The exterior of the the Shakespeare and Company in Paris

The best bookstores are just as exciting as the books that they sell. Entering a bookshop should be an experience of anticipation and mystery, full of thrills and surprises, and if it’s a really good shop, it will have well-developed characters and a historical plot line that makes you gasp. The Shakespeare and Company in Paris is the well-crafted, multi-volume novel you have been searching for. Walking through its rooms is like sifting through the chapters of a novel. An adventure lays just beyond the next shelf and there are discoveries to be made in every corner. The old interior of the store on rue de la Bûcherie, with its exposed wooden beams and plaster walls, makes it feel as though the building itself has a story to tell, and it does.

The interior of the Shakespeare and Company in Paris

At Kilometer Zero Paris, this old monastery is wrought with poetic symbolism. But the story of the Shakespeare and Company in Paris starts on another street, rue l’Odeon, where Sylvia Beach opened a lending library in 1919. It was a place where Ernest Hemingway, F. Scott Fitzgerald and fellow artists would come to gather, searching for inspiration. Beach created a safe haven for Lost Generation writers. The store’s current manager, Octavia Horgan, says of Beach, “She went out of her way to help the literary world.” Beach was a woman who fostered the works of the yet-to-be literary giants and even published James Joyce’s book, Ulysses, when it had been denied by other publishers.

DIRECTION A:
Express the lines of the listing as a Markdown table with the columns "Row" and "Line," starting with the first line of the listing and going on through the line that contains "x=292 y=338". Omit blank lines and leave the pictures out of the table.
DIRECTION B:
Write the next part of the piece on the Shakespeare and Company bookstore, picking up after its final sentence.
The listing below bears no relation to the piece on the Shakespeare and Company bookstore.

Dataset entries
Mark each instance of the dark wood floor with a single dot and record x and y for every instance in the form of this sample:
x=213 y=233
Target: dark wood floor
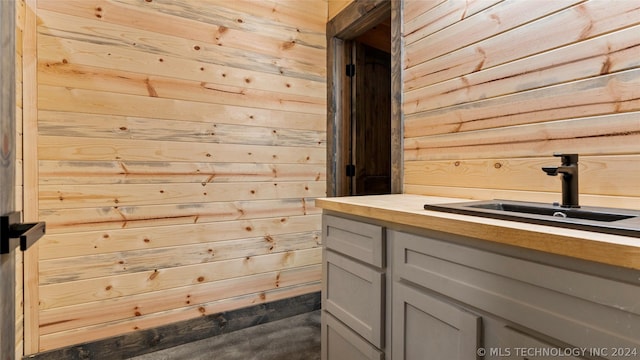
x=292 y=338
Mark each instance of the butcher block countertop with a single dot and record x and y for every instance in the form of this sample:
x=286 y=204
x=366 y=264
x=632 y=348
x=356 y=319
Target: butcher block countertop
x=408 y=210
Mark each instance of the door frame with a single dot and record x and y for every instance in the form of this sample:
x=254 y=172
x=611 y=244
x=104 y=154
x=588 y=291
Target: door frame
x=352 y=21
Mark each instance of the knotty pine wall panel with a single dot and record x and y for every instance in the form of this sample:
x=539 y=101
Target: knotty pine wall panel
x=181 y=145
x=492 y=89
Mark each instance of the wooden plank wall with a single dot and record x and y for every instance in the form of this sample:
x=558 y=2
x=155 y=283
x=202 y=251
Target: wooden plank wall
x=181 y=145
x=335 y=6
x=493 y=88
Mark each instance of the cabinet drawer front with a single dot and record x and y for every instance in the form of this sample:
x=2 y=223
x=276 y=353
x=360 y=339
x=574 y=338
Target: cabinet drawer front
x=341 y=343
x=354 y=293
x=427 y=327
x=353 y=238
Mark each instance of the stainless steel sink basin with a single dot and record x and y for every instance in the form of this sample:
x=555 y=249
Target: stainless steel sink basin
x=598 y=219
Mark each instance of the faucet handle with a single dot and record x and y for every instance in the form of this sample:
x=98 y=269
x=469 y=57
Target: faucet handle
x=567 y=159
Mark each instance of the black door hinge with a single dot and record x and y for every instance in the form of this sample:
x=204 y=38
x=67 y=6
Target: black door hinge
x=351 y=70
x=13 y=232
x=351 y=170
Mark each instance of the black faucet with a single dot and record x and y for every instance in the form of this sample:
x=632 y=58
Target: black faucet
x=569 y=171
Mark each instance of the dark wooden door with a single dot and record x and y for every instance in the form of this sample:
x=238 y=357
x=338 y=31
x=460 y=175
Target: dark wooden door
x=7 y=173
x=372 y=121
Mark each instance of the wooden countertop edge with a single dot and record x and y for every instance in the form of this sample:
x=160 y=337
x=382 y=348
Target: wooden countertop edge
x=618 y=253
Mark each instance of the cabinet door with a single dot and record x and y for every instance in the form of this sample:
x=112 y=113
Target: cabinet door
x=425 y=327
x=341 y=343
x=502 y=341
x=354 y=293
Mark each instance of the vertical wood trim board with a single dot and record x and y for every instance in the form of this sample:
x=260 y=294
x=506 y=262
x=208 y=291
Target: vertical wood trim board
x=491 y=90
x=180 y=148
x=30 y=175
x=19 y=301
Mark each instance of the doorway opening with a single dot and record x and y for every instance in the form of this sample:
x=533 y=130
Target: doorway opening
x=364 y=134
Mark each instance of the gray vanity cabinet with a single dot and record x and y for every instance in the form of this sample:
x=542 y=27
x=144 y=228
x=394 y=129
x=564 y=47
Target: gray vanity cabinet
x=425 y=327
x=400 y=293
x=524 y=309
x=353 y=290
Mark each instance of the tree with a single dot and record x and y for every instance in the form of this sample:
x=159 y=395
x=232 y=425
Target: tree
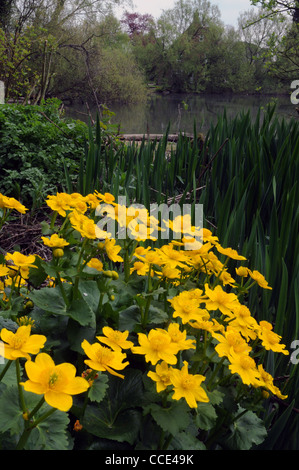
x=137 y=24
x=274 y=7
x=66 y=36
x=283 y=53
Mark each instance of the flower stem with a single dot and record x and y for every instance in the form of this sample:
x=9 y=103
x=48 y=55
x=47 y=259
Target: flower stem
x=21 y=395
x=5 y=370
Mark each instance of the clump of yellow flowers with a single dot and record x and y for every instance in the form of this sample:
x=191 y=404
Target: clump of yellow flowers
x=209 y=314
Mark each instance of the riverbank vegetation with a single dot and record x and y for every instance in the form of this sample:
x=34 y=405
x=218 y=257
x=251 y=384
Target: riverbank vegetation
x=127 y=322
x=77 y=50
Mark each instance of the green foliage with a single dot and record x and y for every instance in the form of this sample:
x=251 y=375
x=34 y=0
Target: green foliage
x=245 y=174
x=35 y=144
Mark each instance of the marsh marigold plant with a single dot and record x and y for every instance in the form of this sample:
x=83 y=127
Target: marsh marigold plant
x=161 y=321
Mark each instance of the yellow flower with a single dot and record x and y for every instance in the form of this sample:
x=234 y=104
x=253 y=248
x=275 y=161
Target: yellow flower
x=107 y=197
x=11 y=203
x=104 y=359
x=172 y=257
x=188 y=386
x=244 y=322
x=92 y=201
x=161 y=376
x=169 y=273
x=230 y=252
x=22 y=262
x=61 y=202
x=245 y=367
x=208 y=237
x=83 y=224
x=270 y=339
x=112 y=250
x=210 y=326
x=156 y=346
x=181 y=226
x=259 y=278
x=117 y=340
x=187 y=307
x=54 y=241
x=21 y=343
x=219 y=299
x=4 y=270
x=242 y=271
x=140 y=232
x=95 y=263
x=178 y=337
x=140 y=268
x=56 y=382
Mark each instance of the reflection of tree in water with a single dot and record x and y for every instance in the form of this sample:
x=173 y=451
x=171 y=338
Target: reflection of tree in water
x=160 y=111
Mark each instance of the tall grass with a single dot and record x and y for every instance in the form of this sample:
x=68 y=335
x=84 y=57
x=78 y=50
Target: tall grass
x=246 y=175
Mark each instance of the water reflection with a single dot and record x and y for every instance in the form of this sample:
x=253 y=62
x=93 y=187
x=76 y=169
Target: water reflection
x=181 y=110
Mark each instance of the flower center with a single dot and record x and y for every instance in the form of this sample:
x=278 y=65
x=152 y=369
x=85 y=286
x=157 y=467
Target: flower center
x=104 y=355
x=187 y=383
x=53 y=379
x=246 y=362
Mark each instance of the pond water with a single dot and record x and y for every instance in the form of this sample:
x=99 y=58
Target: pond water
x=181 y=110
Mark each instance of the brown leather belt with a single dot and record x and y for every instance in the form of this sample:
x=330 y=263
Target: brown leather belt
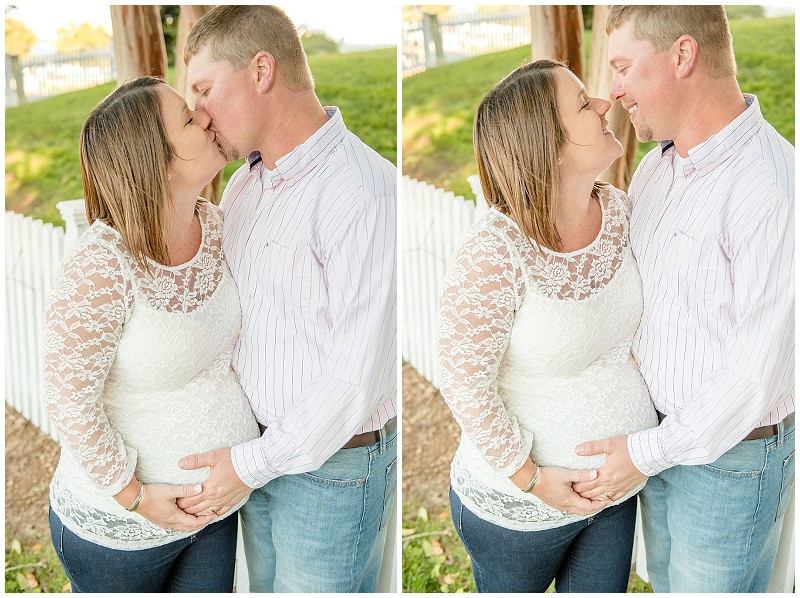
x=758 y=433
x=769 y=431
x=372 y=437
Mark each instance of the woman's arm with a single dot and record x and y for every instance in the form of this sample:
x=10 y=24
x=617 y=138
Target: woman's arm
x=84 y=319
x=482 y=291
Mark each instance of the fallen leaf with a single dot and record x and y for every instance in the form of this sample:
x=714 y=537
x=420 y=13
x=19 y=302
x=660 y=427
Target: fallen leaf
x=427 y=548
x=31 y=582
x=449 y=579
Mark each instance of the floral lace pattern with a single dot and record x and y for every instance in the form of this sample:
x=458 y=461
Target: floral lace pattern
x=534 y=353
x=137 y=374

TASK ANSWER A:
| Row | Line |
|---|---|
| 1 | Mark each instance of the dark wood floor with a single dot and record x and y for every instance in the form of this sample: |
| 2 | x=213 y=233 |
| 3 | Target: dark wood floor |
| 4 | x=292 y=338 |

TASK ANSWER B:
A cat sitting in the Shakespeare and Company bookstore in Paris 

Sadly, with the occupation of France in WWII, Beach was forced to close her store and its pages. The store never did reopen. Enter a free-thinking American with a pocket full of G.I. money. George Whitman opened Le Mistral bookstore in 1951 in the space of an old monastery across the Seine from Notre Dame. Named in remembrance of a tumultuous ex-lover, Whitman strove to create a place for intellectual exchange as well as for romance (his bookshelves all lacked backings, making it possible for visitors to make eye contact over the books and fall in love).

What Shakespeare and Company was to The Lost Generation, Le Mistral soon came to be for The Beatniks. Attracting the likes of William Burroughs and Allen Ginsberg, the new generation of expat writers came to Whitman’s store thirsty for inspiration and a desire to exchange progressive ideas. It became a hotspot for exploding new philosophies and avant garde writing. Whitman’s free spirit and trusting nature allowed friends, and even strangers, to sleep in the store if they had nowhere else to stay. These overnighters came to be known as Tumbleweeds, a title Whitman himself had assumed during his previous travels through South America.

An older Beach recognized the kindred spirits between her shop and Le Mistral. It is said that she approached Whitman and offered up the namesake of her iconic, but now closed bookstore. Whitman graciously accepted and Le Mistral was re-christened as Shakespeare and Company. The store has since carried on the legacy of nurturing a deep love for reading and writing. Today, the spirits of the Beach, Whitman, Hemingway and Burroughs, and so many others live on. Their stories and souls can be found on the bookshelves and in the quotes that adorn the walls of the store. “This place is a living thing,” says Horgan, as she gently brushes her hand along the spines of the books. The shop is a collage of all who have found refuge here. The different voices can almost be heard in the pele mele décor that is quirky and warm. It’s no surprise that books are known to fall off their shelves and be picked up by their perfect reader. Coincidence has long ago been ruled out. It is either ghosts or magic.

There is little consistency in the décor here, but that further emphasizes that the only things that matter are reading and inspiring. There are crumbling floor tiles and mismatched picture frames, rusting typewriters and fading love letters, but in every second-hand chair there sits an avid reader with a brow knit in concentration.

Their goal has been achieved. I could go on to describe every treasure and gem that lays hidden in the store, the surprising boxes and rooms, but that would be a bit like ruining the end of a book. It’s better if you read it yourself.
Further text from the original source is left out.